Aged care and the magic pudding

Oct 28, 2020

Australia needs a modern fit for purpose aged care system that is affordable and responsive to the needs of older people and their families. At the same time, it must not impose an inequitable burden on younger people.

In final submissions to the Aged Care Royal Commission, the first recommendation by Senior Counsel is a new aged care act in which the first object is to:

“provide a system of aged care based on a universal right to high quality, safe and timely support and care to: i. assist older people to live an active, self-determined and meaningful life, and ii. ensure older people receive high quality care in a safe and caring environment for dignified living in old age. [Link
https://agedcare.royalcommission.gov.au/media/29098]

At first reading, this objective is compelling. Aged care should be a human right. Older people have made a significant contribution to Australia and they have made Australia what it is today. It is now time for Australia to step up and meet their care needs in old age.

A critical question is how to fund these care needs. In a previous hearing of the Royal Commission, the Commissioners heard evidence about the pros and cons of three possible models to finance aged care going forward: more taxpayer funding via a Medicare style levy or the like, a social insurance model or a private insurance model [link

https://agedcare.royalcommission.gov.au/publications/consultation-paper-2-financing-aged-care
]. Senior Counsel submissions did not make recommendations about these options. However, the detail will not change the overall conclusion. There is no other option than that governments (taxpayers) will continue to bear most aged care costs into the future.

The core idea that aged care be legislated as a universal entitlement is reflected in multiple recommendations in final submissions to the Royal Commission. Senior Counsel is explicit in arguing that funding for aged care should be uncapped. Taxpayers will pay for most of the cost, apart from nominal user contributions. Instead of the tight fiscal environment in which aged care has operated for the last two decades, Government funding will become uncapped. Public funding will be spent at whatever level is necessary to meet the demand.

○ ○ ○ ○

* [Exercise set]:
a) Echo the aged care piece word for word, starting with "The core idea" and going on through "meet the demand.".
b) Answer these questions from the aged care piece:
(i) On what date was it published?
(ii) What three models for financing aged care did the Commissioners hear evidence about?
(iii) What does Senior Counsel explicitly argue about funding for aged care?
c) Pick up the piece on aged care funding after its final sentence and keep writing it.

* [Given entries]:
○ ○ ○ ○

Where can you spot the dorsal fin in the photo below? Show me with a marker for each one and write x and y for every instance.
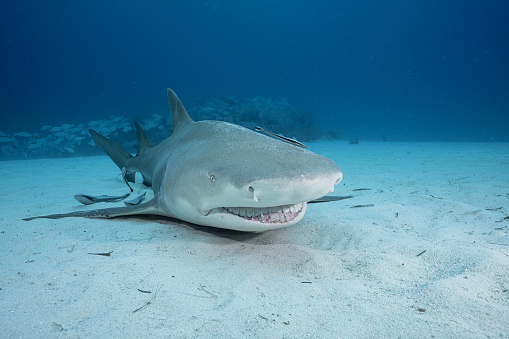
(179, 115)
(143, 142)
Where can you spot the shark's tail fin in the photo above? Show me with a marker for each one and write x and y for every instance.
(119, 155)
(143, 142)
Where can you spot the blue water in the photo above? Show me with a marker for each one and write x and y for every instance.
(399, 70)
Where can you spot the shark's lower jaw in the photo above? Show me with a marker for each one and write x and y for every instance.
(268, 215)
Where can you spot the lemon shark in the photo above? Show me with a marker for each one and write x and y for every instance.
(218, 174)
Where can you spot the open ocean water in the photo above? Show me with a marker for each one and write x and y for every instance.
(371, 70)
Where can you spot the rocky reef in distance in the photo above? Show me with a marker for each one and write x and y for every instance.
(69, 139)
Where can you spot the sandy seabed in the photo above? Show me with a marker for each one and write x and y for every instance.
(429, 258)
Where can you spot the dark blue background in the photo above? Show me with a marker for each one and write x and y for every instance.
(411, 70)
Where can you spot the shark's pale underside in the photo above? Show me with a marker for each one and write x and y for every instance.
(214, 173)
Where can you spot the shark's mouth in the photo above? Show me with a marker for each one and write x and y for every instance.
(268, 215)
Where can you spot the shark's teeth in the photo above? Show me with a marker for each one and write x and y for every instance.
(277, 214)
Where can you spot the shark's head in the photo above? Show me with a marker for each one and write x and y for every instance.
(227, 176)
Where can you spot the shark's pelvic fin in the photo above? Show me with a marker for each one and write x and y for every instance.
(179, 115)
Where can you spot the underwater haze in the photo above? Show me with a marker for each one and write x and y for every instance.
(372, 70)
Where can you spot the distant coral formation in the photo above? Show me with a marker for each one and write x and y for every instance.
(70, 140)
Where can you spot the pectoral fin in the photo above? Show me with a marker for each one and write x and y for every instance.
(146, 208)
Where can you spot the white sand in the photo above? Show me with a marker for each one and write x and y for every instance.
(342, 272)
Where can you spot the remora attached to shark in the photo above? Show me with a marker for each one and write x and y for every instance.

○ ○ ○ ○

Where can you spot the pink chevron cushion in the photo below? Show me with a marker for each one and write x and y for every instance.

○ ○ ○ ○

* [Outputs by task]:
a)
The core idea that aged care be legislated as a universal entitlement is reflected in multiple recommendations in final submissions to the Royal Commission. Senior Counsel is explicit in arguing that funding for aged care should be uncapped. Taxpayers will pay for most of the cost, apart from nominal user contributions. Instead of the tight fiscal environment in which aged care has operated for the last two decades, Government funding will become uncapped. Public funding will be spent at whatever level is necessary to meet the demand.

b)
(i) Oct 28, 2020.
(ii) More taxpayer funding via a Medicare style levy or the like, a social insurance model, and a private insurance model.
(iii) That funding for aged care should be uncapped.

c)
Aged care as a universal entitlement

In proposing an aged care system based on ‘entitlement’, Senior Counsel defines ‘aged care’. But there is no threshold definition of ‘need’ for aged care and there are no proposed limits around it. Likewise, there is no teasing out of the differences between ‘need’, ‘want’ and ‘demand’. There is also no recognition of the ‘elasticity of demand’, with a key recommendation being that there be no waiting list for community and home aged care services. As hospitals have amply demonstrated with their surgical waiting lists, the shorter the queue, the more people will subsequently join it.

At the level of the individual, the concept of ‘need’ for publicly funded aged care must be considered from at least two perspectives. One aspect is health needs and functional limitations. The other is capacity to pay for the services that you need, want or demand.

At the broader population and system level, the concept of ‘need’ underpins issues such as equity and efficiency. If funding is to be equitable, it must be distributed based on need. This implies that need can be defined and measured in objective ways. Likewise, if the aged care system is to be sustainable and efficient, it must direct resources to those who need them.

Equity

It is true that older people have made a significant contribution to Australia. However, it is equally true that the generation now going into retirement and old age are the richest generation in our history. Some 80% of older people in Australia now own their own home [link:
https://www.aihw.gov.au/reports/australias-welfare/home-ownership-and-housing-tenure
] and an increasing number are self-funded retirees with comfortable superannuation packages.

This is not the case for everyone of course. There are many people going into old age on very low and fixed incomes, including an increasing number of homeless men and women.

Given the disparity in wealth among baby boomers, there is a fundamental public policy question about the future of aged care. Should taxpayer-funded aged care at home be means-tested? Or should it, as Senior Counsel has proposed, be a universal entitlement irrespective of means?

Should the comfortable self-funded retiree who owes their own home and lives off their franking credits be entitled to the same level of aged care support as the homeless person on a full pension? This is a fundamental question for us all.

Minimum threshold for eligibility

The threshold for defining ‘need’ for residential care is quite straightforward. A person needs residential care if they cannot live safely in the community.

The problem arises in an entitlement funding environment in determining ‘need’ for care at home:

§ Should every older person be entitled to have their house cleaning, gardening and lawn mowing subsidised by taxpayers?

o If not, under what circumstances should domestic assistance and home maintenance be included as an aged care entitlement?

§ If a person elects to continue to live in their family home which is now too big for them to manage, should they receive more aged care funding than someone who elects to move to a smaller home?

§ If a person lives in a geographic area with more services on offer, does this give them the right to receive more aged care?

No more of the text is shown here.